• **Exercise goal**
Reproduce every one of the rows below word for word, omitting the pictures.

---------- Records for processing

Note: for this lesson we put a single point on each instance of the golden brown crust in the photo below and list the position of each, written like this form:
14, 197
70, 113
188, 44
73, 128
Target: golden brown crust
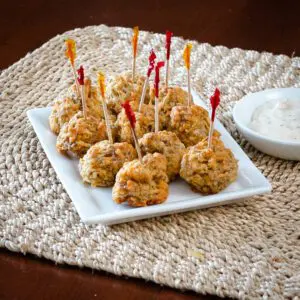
190, 123
102, 162
168, 144
209, 171
142, 184
144, 124
122, 88
168, 98
64, 109
79, 134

--------------------

• **Solution to this problem**
Note: for this lesson we put a single point on each instance of the golden brown crust in the photo below and list the position of each, written like this form:
14, 197
70, 113
188, 44
73, 128
Target: golden brown crust
190, 123
102, 162
168, 144
209, 171
142, 184
144, 124
122, 88
168, 98
64, 109
79, 134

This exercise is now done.